* TASK GOAL *
All entries must be given again exactly as written.

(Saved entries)
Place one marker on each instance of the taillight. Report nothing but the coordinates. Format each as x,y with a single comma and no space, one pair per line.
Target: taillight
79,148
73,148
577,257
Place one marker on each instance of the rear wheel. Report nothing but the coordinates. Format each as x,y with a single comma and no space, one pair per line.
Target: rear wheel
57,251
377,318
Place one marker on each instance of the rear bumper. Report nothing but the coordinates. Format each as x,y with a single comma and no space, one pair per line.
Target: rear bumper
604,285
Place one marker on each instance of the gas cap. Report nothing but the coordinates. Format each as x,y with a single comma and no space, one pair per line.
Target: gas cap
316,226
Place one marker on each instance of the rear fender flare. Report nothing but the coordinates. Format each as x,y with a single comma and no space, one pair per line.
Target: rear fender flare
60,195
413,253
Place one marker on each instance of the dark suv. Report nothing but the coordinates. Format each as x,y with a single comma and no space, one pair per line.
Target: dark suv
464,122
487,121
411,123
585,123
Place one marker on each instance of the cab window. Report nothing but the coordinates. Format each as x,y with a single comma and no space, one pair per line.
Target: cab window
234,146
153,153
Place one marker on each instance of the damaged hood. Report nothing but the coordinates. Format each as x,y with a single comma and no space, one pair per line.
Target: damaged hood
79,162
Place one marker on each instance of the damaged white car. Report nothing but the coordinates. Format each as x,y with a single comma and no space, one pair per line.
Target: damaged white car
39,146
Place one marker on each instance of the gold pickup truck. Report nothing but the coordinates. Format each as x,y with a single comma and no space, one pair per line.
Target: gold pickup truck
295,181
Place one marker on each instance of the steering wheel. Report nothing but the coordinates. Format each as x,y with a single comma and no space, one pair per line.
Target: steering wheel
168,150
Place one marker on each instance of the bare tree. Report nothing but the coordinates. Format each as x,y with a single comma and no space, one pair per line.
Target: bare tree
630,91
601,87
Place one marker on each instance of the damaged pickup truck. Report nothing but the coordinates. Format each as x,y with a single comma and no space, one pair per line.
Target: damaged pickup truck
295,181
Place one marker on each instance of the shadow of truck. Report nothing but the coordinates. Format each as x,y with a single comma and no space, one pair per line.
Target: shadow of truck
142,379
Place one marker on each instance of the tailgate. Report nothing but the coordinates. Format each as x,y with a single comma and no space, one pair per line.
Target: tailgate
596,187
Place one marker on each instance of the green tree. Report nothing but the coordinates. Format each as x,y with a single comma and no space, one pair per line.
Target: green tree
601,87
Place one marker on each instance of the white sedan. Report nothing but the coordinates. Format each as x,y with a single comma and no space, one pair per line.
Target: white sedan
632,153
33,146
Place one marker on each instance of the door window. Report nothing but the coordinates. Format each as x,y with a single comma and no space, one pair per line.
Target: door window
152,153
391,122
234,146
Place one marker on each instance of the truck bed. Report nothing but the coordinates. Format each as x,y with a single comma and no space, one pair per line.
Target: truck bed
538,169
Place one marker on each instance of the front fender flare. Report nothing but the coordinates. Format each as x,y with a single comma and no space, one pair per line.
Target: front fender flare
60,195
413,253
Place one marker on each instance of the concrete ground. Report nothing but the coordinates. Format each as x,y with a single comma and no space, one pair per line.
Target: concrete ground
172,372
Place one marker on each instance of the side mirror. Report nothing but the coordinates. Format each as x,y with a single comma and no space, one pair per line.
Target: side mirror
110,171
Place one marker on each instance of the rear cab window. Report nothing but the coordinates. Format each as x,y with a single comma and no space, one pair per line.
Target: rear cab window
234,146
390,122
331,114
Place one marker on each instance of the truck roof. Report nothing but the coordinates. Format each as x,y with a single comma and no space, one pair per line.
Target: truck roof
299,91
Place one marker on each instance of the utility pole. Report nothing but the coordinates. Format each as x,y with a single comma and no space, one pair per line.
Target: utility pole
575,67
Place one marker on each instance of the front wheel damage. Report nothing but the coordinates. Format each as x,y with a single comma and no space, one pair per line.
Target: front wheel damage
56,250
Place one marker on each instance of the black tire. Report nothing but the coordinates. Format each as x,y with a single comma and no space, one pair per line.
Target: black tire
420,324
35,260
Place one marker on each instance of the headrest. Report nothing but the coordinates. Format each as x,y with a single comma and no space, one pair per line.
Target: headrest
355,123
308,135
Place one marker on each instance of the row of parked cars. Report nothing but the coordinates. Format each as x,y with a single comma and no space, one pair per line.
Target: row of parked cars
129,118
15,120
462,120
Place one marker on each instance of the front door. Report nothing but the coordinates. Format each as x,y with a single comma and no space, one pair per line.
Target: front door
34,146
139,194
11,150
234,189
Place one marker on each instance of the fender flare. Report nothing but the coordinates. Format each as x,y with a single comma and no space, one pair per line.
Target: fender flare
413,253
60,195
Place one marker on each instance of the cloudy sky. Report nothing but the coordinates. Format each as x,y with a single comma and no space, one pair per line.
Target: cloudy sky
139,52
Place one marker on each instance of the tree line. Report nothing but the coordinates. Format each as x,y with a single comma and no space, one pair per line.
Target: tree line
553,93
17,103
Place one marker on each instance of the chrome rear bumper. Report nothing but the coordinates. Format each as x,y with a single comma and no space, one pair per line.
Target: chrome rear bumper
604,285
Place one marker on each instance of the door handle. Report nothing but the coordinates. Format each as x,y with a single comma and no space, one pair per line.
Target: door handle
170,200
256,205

* TASK RESPONSE *
Place one marker on each instance of the taillight. Report nothing but the coordinates. Format each as x,y with a single comma and no space, one pair per line.
Target: taillight
79,148
73,148
577,257
Place one marker on each instance of the rear wheel. Report nothing but the coordinates. Format each as x,y with a single comma and no space, one pair per line.
Target: rear wheel
57,251
377,318
Place one marker on each instance of the rear bumper. Report nothing but the coordinates. Format each as x,y with a single comma and no space, one pair per line.
Target: rear bumper
604,285
Place one marker on each instance of the gas cap. Report nothing but the coordinates. Format each as x,y with a single comma and no space, one pair per line.
Target: gas cap
316,226
Place one marker on each instance of the rear fender flare. Report nothing but the coordinates. Format each as x,y with a single comma and no space, one pair per line.
Target: rear fender flare
60,195
413,253
Place one marker on each instance of the dark suv. Report nothing but the coordinates. Format each as x,y with a single comma and no space, one pair per line.
Target: dark suv
464,122
487,121
411,123
585,123
Place one marker on each instance of the cab window. Report nothing but the coordinates. Format each as x,y with a single comma and no space, one pair per line.
Target: cab window
234,146
153,153
Place one marker on each instance of the damaged hood. Report nothing but the coordinates. Format each as x,y with a single comma and no space, one pair per line.
Target: damaged hood
79,162
Place one marker on each instance of the damaged white car. Report nothing but the coordinates. Format each as x,y with a single comma and no space, one pair per line.
Target: damaged white car
39,146
Place one marker on each instance of the gold pickup truck. Report nothing but the coordinates. Format each as x,y with a single comma and no space, one pair per line.
Target: gold pickup truck
295,181
Place one marker on each instance of the steering wheel. Report nothing but the coordinates. Format each as x,y with a single comma and no space, one pair per line.
Target: steering wheel
168,150
Place one marker on each instance of the bare tree. Report nothing but the coordinates. Format each as x,y with a single comma and no space, one pair per line.
Target: bare tree
630,91
601,87
Place one marker on each instance of the damaged pickup truck. Report nothing but the coordinates. Format each as x,y with a single comma and no space, one pair per line.
Target: damaged pickup truck
295,181
Place one marker on each instance of the shadow of truck. Report nothing but the coordinates. Format each as x,y with a single comma and no space, one pair per line.
Target: shadow of truck
142,379
Place one marker on each instance of the tailgate. Report nothing but the coordinates. Format each as x,y with a single comma and no space, one pair per line.
Target: tailgate
596,187
Place one marker on each instance of the green tree. Report nothing but the coordinates. Format each as x,y with a single comma and no space, one pair per line.
Target: green tree
601,87
Place one marker on each instance of the white sedan. Report nothing but the coordinates. Format each as x,y with a single comma and no space, one pair per line.
Target: white sedan
632,153
33,146
Place one marker on each instance of the door window. Report nothing but the coordinates. Format each as x,y with a single comma and no space, one pair per line.
Target: door window
152,153
391,122
234,146
Place one marker on each instance of the truck bed. Report nothing but the coordinates. Format each as x,y with a single comma and no space, one pair per line.
Target: truck bed
538,169
Place one marker on each instance of the front fender flare. Report nothing but the coordinates. Format each as x,y with a single comma and no space, one pair per line.
Target: front fender flare
60,195
413,253
Place one marker on each instance of the concrete ground. Report nothing but the coordinates. Format each as x,y with a single comma and no space, one pair per line.
Target: concrete ground
172,372
Place one marker on each instance of the side mirror. Report nothing but the coordinates. Format each as x,y with a single comma and no space, one pair per line.
Target: side mirror
110,171
Place one marker on each instance of the rear cab window. Report nothing but the coordinates. Format each as x,y with a single comma and no space, one pair per line.
Target: rear cab window
234,146
390,122
331,114
Place one marker on each instance of the truck roof. Report nothing but the coordinates. Format each as x,y with a single comma and no space, one pair per line.
Target: truck roof
299,91
Place one marker on each instance of the utility pole. Report nothing but the coordinates. Format each as x,y with a single comma and no space, one pair per line.
Target: utility pole
575,67
Place one marker on each instance of the front wheel damage. Report nothing but the coordinates. Format each as x,y with a single comma and no space, one pair per line.
Target: front wheel damage
56,250
Place one marker on each instance of the black tire. Report nothing but the coordinates. Format each as x,y with a single comma and no space, one pair per line.
Target: black tire
420,324
35,260
Place one marker on each instance of the headrest. Report nothing but the coordinates. Format each as x,y with a single comma and no space, one pair per line.
Target: headrest
355,123
308,135
Place one marker on each instance of the row of parked cars. Report nothing but the coordinates. Format each as x,y with a single comma and no space, one pair per line.
Target: row of parked cars
129,118
15,120
462,120
Place one marker on each instance of the front door. Report nothing but the coordinates. Format each as x,y with a single comma and no space, one pair per line.
Target: front door
34,146
139,194
11,150
234,189
Place one marker on each instance of the fender flare. Report nothing but the coordinates. Format each as x,y with a single comma and no space, one pair per line.
Target: fender flare
413,253
60,195
Place one marker on each instance of the cloudy sky. Report nothing but the coordinates. Format each as x,y with a single comma and no space, one pair per line.
Target: cloudy sky
139,52
Place one marker on each instance of the tree line. Report nothing but the coordinates. Format each as x,y with a single comma and no space, one pair per line.
Target: tree line
553,93
17,103
Place one marker on each instance of the chrome rear bumper. Report nothing but the coordinates. Format each as x,y with a single comma and no space, one pair per line.
Target: chrome rear bumper
604,285
Place one marker on each instance of the door handle. Report nothing but the coordinates. Format each as x,y with a single comma and no space, one pair per line.
Target: door handle
170,200
256,205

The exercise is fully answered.